DIRECTIVE: Write out the records again, substituting "survey log" for each occurrence of "pest-scouting log" and leaving everything else as it is.

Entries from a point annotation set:
START
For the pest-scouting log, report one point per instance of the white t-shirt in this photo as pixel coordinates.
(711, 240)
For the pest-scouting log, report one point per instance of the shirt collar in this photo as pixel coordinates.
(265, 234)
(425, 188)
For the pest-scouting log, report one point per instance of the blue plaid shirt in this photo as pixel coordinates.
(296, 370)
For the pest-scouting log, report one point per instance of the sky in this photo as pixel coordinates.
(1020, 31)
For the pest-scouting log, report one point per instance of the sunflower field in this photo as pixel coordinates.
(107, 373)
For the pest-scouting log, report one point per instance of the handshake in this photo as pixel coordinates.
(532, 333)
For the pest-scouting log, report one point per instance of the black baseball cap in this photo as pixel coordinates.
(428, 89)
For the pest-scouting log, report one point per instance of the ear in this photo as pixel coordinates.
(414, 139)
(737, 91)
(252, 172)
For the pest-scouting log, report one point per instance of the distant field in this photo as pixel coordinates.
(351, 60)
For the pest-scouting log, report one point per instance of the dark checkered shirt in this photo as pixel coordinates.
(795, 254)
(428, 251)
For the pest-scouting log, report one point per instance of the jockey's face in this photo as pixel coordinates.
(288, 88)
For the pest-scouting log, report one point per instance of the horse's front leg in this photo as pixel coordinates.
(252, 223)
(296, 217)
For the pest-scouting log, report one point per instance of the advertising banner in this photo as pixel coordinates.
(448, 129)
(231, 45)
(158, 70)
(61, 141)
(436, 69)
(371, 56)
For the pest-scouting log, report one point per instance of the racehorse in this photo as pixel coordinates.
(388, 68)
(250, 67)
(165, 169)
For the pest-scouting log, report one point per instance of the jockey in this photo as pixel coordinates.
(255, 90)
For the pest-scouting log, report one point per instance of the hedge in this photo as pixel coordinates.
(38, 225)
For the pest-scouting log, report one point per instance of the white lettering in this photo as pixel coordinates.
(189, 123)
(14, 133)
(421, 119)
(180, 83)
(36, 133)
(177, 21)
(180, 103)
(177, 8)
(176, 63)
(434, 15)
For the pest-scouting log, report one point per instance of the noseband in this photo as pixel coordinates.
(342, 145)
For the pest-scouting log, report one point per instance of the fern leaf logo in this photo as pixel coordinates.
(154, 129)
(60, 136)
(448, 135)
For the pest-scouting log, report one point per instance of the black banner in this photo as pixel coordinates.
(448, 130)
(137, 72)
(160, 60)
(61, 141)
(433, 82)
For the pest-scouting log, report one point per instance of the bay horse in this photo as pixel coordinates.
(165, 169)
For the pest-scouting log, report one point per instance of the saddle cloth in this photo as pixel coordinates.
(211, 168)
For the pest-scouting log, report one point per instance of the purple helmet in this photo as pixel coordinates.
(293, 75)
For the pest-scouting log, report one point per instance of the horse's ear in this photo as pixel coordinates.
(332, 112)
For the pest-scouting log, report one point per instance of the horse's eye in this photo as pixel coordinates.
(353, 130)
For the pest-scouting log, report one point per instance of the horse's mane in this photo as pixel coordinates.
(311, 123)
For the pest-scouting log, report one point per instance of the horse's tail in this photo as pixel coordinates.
END
THE ANSWER:
For the survey log, report one point per instance of the white t-shirt in this photo as pixel coordinates.
(711, 240)
For the survey log, report one point per instance of the shirt collar in this photo as pixel coordinates.
(265, 234)
(425, 188)
For the survey log, report one point per instance of the blue plaid shirt in this photo as pixel coordinates.
(296, 370)
For the survey log, report one point per instance of the sky in this photo as pixel coordinates.
(1020, 31)
For the survey log, report one point per instance of the sunflower field in this photo as pixel coordinates.
(107, 373)
For the survey log, report one point per instance of the handshake in this photo as pixel coordinates.
(532, 333)
For the survey log, report one point per instance of the black baseball cap in this photo as pixel coordinates.
(428, 89)
For the survey log, report one point per instance of the ear in this photo as pixel coordinates.
(414, 139)
(737, 91)
(252, 172)
For the survey log, report one point per instance of the distant field in this photo as pixel coordinates.
(351, 60)
For the survey log, report one point per instance of the dark checkered shirt in this photo as pixel coordinates.
(795, 254)
(428, 251)
For the survey log, report one point per instance of the jockey's face in this photo as pixel coordinates.
(288, 88)
For the survey log, report one point per instance of the horse's front leg in this photo as pixel coordinates.
(252, 223)
(296, 217)
For the survey log, report one point per instance of the advertising banner in this photo as pixel coordinates.
(448, 129)
(231, 45)
(158, 70)
(61, 141)
(436, 69)
(371, 56)
For the survey log, report one point per instance of the racehorse in this photo as pixel coordinates.
(388, 68)
(250, 67)
(165, 169)
For the survey log, report one point per instance of the jockey in this photo as pixel coordinates.
(255, 90)
For the survey log, report one point per instance of the hedge in this photo as pixel coordinates.
(38, 225)
For the survey log, report one point per instance of the white lettering in this photo as pixel coordinates.
(189, 123)
(14, 133)
(421, 119)
(180, 83)
(36, 133)
(177, 21)
(180, 103)
(177, 8)
(176, 63)
(434, 15)
For the survey log, report one point per instance of the noseband in this photo as pixel coordinates.
(342, 145)
For the survey log, report one point per instance of the fern leaf logo in this photo as pixel coordinates.
(154, 129)
(60, 136)
(448, 135)
For the survey log, report one point per instance of the black banner in this photo as pixel coordinates.
(448, 130)
(137, 72)
(160, 60)
(61, 141)
(433, 82)
For the survey log, report one point per instance of the bay horse in this photo as pixel coordinates.
(165, 169)
For the survey log, report one point per instance of the saddle cloth in this photo as pixel coordinates.
(211, 168)
For the survey log, report one point per instance of the purple helmet in this photo as pixel coordinates.
(293, 75)
For the survey log, report one point per instance of the horse's ear in this photo as pixel coordinates.
(332, 112)
For the survey log, report one point per instance of the horse's eye in this photo as pixel coordinates.
(353, 130)
For the survey log, report one point per instance of the horse's mane in this photo as pixel coordinates.
(311, 123)
For the survey log, report one point per instance of the horse's tail in this photo as pixel coordinates.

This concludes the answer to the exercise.